Records from a collection
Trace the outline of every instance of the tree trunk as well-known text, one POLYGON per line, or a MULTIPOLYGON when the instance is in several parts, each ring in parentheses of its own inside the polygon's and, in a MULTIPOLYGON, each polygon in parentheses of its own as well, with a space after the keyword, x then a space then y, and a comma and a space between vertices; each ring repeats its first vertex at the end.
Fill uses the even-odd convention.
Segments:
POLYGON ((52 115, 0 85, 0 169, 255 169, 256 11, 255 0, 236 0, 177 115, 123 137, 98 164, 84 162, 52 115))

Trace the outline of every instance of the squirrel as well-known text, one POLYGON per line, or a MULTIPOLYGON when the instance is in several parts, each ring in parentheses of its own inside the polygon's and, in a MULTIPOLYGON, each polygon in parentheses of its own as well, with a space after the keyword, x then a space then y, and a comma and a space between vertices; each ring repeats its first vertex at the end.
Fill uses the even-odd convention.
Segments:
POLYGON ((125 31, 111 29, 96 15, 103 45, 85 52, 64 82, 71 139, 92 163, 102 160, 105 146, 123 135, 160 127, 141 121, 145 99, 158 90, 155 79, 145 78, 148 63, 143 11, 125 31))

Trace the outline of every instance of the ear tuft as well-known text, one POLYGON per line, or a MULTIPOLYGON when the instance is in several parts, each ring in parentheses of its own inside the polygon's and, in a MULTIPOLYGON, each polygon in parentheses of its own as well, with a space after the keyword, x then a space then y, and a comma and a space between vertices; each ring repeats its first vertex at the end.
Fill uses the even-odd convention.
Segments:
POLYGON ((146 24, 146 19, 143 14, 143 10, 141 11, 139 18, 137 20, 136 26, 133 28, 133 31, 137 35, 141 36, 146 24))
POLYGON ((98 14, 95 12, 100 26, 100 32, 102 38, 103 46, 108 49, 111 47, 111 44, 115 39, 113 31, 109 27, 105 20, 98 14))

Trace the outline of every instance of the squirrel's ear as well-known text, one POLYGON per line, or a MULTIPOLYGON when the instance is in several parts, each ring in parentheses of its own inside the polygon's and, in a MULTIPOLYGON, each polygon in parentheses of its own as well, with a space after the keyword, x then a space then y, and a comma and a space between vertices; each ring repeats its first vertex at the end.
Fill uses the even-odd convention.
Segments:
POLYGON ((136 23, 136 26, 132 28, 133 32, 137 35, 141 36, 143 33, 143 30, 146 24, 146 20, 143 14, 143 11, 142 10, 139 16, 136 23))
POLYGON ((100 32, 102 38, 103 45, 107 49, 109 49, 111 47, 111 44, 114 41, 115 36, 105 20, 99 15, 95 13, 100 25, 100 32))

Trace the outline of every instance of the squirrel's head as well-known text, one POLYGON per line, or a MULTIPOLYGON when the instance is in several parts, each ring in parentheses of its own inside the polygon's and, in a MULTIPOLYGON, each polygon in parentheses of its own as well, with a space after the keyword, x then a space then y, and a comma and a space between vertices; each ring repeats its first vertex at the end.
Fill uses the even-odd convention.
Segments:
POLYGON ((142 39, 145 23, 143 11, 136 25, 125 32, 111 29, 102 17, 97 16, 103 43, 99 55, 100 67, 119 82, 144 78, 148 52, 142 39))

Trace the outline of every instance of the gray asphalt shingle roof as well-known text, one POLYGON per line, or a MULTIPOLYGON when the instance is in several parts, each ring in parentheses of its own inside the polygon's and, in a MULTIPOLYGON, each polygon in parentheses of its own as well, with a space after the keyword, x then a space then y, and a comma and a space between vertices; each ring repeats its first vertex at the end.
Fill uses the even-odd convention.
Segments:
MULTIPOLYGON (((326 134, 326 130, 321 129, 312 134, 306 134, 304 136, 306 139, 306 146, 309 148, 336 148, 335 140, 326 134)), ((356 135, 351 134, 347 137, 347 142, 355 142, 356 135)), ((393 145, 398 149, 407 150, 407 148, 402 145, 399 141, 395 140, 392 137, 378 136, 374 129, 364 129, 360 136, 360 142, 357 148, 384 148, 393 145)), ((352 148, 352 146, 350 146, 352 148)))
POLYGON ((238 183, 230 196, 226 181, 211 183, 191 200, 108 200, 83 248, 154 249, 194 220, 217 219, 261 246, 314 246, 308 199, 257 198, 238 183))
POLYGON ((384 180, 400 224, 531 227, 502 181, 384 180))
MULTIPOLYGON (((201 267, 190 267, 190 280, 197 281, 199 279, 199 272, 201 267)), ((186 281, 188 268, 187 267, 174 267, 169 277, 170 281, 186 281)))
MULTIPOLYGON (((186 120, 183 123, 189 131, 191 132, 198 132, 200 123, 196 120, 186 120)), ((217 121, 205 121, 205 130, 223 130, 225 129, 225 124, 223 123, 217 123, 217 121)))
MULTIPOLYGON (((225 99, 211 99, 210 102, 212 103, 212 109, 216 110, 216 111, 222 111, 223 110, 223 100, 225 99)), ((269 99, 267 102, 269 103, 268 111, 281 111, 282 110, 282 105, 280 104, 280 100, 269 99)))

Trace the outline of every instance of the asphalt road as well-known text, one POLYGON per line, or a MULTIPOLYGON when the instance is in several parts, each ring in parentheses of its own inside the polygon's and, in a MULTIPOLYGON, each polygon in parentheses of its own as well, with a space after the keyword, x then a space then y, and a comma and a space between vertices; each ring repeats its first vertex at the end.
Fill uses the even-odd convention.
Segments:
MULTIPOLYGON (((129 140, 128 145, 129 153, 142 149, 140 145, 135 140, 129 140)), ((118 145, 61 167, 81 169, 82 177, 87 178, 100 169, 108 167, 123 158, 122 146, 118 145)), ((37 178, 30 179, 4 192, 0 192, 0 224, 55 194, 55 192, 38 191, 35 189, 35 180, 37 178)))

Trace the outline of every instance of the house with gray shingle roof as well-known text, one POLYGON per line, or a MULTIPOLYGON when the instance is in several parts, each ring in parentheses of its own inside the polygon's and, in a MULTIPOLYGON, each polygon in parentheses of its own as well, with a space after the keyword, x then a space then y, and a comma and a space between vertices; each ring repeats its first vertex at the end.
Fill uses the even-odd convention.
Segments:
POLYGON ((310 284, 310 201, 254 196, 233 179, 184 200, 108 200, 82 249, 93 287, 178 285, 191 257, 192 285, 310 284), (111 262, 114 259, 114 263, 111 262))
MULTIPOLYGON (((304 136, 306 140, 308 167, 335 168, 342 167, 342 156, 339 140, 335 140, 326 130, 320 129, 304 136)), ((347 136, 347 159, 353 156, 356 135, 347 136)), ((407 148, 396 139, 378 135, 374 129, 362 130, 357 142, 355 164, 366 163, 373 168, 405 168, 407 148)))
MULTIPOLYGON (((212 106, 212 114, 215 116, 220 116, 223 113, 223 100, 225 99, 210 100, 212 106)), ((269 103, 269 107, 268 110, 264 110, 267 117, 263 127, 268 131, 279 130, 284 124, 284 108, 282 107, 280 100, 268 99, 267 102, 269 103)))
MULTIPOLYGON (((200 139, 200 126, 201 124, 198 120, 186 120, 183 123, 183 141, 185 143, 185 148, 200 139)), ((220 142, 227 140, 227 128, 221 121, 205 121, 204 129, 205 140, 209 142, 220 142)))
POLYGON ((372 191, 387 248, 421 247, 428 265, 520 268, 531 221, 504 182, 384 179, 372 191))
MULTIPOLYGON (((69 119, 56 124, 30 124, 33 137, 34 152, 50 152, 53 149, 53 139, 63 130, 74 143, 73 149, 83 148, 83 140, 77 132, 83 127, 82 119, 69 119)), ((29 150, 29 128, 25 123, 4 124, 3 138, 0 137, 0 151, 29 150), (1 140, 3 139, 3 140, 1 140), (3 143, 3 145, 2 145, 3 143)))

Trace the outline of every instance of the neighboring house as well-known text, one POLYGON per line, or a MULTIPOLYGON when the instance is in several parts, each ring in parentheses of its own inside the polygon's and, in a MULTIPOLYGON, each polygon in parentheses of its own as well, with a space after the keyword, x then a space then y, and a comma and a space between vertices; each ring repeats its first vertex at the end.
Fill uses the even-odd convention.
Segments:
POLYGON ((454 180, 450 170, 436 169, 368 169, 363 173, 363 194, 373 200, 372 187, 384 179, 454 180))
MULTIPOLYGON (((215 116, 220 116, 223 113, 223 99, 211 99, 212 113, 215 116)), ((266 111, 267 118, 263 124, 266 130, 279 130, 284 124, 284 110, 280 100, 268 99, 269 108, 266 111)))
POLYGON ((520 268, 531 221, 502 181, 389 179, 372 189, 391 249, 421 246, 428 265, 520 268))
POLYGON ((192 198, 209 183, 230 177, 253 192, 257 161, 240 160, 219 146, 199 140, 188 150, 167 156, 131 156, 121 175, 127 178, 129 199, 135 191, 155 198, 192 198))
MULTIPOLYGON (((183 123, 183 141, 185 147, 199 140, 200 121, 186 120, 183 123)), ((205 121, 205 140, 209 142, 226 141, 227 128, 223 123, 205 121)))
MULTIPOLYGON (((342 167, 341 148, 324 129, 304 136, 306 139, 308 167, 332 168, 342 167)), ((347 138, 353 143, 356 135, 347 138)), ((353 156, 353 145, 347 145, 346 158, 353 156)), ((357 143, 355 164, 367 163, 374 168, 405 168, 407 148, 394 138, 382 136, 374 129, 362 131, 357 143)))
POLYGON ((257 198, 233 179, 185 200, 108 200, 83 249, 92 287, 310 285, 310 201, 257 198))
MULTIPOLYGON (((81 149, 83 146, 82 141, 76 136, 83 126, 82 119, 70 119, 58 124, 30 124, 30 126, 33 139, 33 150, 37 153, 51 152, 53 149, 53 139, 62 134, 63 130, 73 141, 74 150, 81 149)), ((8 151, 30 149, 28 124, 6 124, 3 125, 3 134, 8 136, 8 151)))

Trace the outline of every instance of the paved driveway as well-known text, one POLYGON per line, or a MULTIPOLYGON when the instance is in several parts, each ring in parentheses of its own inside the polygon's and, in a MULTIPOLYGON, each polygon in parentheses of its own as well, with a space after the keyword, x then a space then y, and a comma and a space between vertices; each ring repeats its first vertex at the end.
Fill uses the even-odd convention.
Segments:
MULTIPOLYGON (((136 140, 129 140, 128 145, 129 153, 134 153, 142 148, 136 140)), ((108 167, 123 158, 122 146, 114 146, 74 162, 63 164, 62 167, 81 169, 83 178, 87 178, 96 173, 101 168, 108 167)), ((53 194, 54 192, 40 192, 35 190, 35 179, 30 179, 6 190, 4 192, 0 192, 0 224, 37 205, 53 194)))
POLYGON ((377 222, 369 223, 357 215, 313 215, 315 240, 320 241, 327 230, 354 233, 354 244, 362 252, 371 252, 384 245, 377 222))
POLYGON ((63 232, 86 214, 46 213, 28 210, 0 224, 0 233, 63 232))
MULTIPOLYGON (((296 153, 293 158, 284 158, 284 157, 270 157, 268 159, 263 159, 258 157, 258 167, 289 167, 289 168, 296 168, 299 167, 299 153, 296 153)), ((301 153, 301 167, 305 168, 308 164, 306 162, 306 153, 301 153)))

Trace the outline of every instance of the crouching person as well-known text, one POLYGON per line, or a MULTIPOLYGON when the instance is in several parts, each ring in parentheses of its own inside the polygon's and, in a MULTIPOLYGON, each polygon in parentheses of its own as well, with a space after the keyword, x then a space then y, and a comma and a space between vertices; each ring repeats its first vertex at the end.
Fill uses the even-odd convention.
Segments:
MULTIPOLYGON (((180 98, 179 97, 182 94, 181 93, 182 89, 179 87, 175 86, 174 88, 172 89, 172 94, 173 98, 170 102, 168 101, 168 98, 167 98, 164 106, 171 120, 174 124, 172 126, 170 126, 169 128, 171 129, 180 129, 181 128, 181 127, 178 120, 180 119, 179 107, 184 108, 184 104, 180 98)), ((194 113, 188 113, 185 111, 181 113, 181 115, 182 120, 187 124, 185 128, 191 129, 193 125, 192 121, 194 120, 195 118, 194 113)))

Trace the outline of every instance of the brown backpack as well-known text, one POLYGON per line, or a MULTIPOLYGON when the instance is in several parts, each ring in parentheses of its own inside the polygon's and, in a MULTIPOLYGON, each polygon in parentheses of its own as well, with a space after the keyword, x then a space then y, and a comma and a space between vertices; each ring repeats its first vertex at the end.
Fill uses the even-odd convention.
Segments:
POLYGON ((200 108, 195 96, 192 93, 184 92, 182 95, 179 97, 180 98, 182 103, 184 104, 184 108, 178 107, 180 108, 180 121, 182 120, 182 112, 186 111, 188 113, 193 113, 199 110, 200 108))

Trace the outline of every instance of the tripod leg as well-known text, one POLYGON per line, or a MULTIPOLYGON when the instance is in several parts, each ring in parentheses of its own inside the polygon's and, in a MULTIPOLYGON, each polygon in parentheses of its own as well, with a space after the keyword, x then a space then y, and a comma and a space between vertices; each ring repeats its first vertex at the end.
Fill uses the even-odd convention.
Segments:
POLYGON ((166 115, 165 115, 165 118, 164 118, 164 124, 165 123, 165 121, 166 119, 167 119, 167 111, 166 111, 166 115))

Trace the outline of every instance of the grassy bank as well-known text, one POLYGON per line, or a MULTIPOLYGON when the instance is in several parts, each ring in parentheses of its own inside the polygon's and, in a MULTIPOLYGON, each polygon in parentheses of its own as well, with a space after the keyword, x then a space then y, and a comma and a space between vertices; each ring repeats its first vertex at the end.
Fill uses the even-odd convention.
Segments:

What you need to do: Exactly and only the lines from the one containing "Trace the outline of every instance of the grassy" through the end of the material are to be reproduced, both ends included.

Final result:
Trace the outline of every instance of the grassy bank as well-known text, one POLYGON per line, or a MULTIPOLYGON when the instance is in several parts, each ring in parentheses of its own inside the polygon's and, in a MULTIPOLYGON, each polygon in parentheses of its own as well, with a space after the keyword, x then a space then y, and a comma and a space between vertices; each ring repeats its first vertex at the end.
Fill uses the even-odd convention.
Segments:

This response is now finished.